**BUT DE L'EXERCICE**
Dans le billet sur les deux vins rouges, quel vin a été dégusté au resto avec un ami passionné de vin ?

**TEXTE SOURCE**
============

Très récemment j'ai dégusté deux
vins qui ont ramené à mon esprit une réflexion que je me fais de
plus en plus au fur et à mesure que je progresse dans le monde du
vin. Ces deux vins sont des rouges bien différents, mais qui m'ont
également impressionné malgré leur dissemblance. Un de ces vin est
la cuvée LFE 900, 2008, de Luis Felipe Edwards dont j'ai traité
dans l'entrée précédant celle-ci sur le blogue, mais il y a aussi
le Cabernet Sauvignon, Gran Reserva, 1999, Maipo, de Vina Tarapaca
que j'avais dégusté le jour avant au resto avec un ami passionné
de vin. Le vin de Tarapaca n'avait pas la richesse, la puissance ni
la longueur en bouche du LFE 900. C'était un vin de corps moyen
montrant ce profil mi-évolué que seul le temps en
bouteille peut procurer. Ceci dit c'était un vin complexe et exquis,
à la fois sérieux et facile à boire, et qui m'a procuré beaucoup de plaisir. Le LFE 900
aussi m'a procuré du plaisir, mais un plaisir bien différent. Je
suis sûr que s'il était possible de comparer les deux vins au même
âge, le LFE 900 l'aurait emporté par KO au premier round. Il a
tellement plus de matière que le Tarapaca pouvait en avoir en
jeunesse, alors imaginez aujourd'hui avec les 12 ans de bouteille de
celui-ci. Il est clair que si ces deux vins avaient pu être soumis
au même âge à un "donneux" de notes sur 100, le LFE
l'aurait emporté haut la main. Il aurait déclassé l'autre par au
moins 10 points. Malheureusement, ce résultat aurait, selon moi, été
totalement erroné.

============

**EXTRAIT DES DONNÉES**
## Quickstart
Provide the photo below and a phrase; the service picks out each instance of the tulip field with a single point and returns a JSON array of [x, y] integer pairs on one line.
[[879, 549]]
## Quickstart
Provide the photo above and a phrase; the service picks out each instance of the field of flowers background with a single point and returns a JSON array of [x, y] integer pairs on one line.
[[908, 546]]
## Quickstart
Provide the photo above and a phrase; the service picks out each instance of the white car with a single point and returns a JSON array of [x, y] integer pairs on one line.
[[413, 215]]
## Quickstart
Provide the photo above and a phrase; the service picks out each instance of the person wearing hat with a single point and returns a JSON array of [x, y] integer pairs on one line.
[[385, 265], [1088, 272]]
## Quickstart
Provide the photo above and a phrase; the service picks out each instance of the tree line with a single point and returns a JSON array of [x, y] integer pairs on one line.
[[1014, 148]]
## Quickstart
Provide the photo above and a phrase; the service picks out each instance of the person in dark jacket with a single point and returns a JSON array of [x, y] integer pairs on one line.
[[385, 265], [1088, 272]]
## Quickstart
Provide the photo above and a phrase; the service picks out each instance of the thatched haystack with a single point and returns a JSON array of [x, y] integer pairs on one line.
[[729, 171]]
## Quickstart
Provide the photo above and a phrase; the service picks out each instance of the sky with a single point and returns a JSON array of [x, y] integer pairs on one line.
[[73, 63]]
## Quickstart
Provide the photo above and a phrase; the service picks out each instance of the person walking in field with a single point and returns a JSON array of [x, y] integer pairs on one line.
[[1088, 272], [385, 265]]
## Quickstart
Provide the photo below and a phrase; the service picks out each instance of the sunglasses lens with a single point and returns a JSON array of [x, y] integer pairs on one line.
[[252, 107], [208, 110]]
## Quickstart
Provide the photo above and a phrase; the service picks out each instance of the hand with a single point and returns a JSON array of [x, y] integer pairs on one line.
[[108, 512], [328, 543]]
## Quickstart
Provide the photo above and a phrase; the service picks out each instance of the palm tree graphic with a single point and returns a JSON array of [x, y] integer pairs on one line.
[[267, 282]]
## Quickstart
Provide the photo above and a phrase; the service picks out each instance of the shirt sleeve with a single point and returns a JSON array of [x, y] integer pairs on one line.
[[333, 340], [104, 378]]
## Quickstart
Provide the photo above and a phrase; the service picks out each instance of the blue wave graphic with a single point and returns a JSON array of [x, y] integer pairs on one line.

============

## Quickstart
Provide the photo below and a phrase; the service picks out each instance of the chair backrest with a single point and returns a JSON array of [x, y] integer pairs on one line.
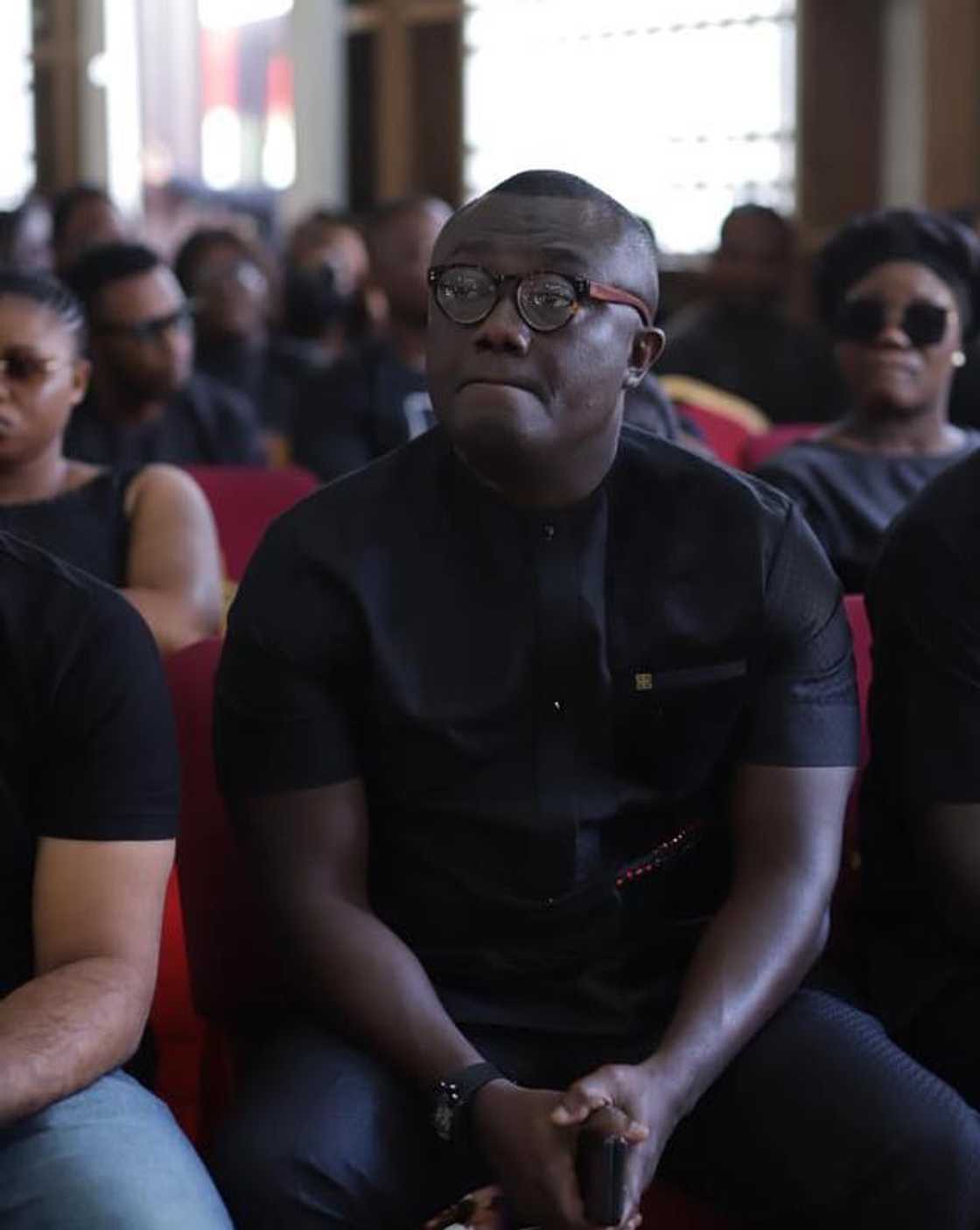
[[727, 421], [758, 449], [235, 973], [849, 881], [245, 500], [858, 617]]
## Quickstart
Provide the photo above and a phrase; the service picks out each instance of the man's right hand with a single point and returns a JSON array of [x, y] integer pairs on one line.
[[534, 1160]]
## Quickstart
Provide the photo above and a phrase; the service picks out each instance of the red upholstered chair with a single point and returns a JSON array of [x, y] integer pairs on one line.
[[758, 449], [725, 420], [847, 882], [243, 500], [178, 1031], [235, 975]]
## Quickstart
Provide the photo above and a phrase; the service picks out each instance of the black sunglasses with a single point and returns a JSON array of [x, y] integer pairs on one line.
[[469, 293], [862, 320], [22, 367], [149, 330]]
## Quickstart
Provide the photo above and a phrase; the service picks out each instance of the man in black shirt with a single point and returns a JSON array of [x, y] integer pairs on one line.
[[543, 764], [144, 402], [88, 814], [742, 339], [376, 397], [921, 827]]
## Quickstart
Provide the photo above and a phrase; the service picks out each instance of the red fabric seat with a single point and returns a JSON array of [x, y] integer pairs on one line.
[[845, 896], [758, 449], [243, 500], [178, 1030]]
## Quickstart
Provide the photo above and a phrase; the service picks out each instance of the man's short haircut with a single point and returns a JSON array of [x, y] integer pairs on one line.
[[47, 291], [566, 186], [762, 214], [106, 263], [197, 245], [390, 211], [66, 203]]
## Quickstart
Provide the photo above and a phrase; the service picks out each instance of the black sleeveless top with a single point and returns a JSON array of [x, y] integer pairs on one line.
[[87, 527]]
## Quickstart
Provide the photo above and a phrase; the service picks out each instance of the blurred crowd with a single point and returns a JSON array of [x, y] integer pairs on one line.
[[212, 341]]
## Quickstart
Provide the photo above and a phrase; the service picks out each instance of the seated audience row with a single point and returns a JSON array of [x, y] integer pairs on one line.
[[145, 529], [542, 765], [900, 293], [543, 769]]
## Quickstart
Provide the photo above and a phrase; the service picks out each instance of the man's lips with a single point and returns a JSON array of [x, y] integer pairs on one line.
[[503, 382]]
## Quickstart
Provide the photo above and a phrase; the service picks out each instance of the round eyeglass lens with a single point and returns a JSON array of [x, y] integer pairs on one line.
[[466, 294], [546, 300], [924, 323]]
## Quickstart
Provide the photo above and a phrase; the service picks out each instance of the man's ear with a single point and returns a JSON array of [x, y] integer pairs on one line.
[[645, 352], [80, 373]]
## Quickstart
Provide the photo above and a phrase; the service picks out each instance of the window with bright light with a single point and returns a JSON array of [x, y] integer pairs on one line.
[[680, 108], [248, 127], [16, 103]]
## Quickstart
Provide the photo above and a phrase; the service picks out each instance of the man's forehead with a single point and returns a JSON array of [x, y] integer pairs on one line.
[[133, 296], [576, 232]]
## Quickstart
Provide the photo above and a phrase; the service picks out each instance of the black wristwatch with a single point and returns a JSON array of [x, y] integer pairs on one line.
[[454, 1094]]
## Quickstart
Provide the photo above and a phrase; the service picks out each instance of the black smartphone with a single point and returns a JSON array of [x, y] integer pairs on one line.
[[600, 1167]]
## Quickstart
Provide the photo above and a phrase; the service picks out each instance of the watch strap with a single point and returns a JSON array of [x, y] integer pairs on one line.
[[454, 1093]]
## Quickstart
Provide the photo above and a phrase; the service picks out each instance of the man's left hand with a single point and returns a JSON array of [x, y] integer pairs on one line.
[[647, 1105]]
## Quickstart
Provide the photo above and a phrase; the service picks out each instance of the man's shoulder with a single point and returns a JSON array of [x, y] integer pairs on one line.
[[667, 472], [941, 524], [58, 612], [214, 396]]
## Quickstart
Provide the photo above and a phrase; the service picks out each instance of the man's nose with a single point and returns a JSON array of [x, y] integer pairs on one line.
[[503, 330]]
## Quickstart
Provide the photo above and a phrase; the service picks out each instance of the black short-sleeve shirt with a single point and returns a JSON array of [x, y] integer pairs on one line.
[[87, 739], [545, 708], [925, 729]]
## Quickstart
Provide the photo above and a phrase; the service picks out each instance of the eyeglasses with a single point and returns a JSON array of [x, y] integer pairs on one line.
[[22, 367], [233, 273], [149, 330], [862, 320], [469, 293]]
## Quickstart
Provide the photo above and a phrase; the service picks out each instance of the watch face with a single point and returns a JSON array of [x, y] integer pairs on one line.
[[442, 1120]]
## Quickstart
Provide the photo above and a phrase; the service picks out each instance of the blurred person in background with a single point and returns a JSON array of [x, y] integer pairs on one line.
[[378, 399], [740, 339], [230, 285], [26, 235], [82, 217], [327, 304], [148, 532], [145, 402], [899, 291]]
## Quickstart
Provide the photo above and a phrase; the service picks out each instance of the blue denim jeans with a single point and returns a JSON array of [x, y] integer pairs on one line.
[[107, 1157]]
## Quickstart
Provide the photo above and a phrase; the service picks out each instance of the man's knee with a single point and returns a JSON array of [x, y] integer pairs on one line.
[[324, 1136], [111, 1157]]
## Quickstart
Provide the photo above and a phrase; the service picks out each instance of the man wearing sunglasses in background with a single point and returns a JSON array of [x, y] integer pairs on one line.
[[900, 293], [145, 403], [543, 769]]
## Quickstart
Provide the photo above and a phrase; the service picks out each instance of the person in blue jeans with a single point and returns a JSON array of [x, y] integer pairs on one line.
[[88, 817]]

============

**RÉSULTAT DE L'EXERCICE**
Le Cabernet Sauvignon, Gran Reserva, 1999, Maipo, de Vina Tarapaca.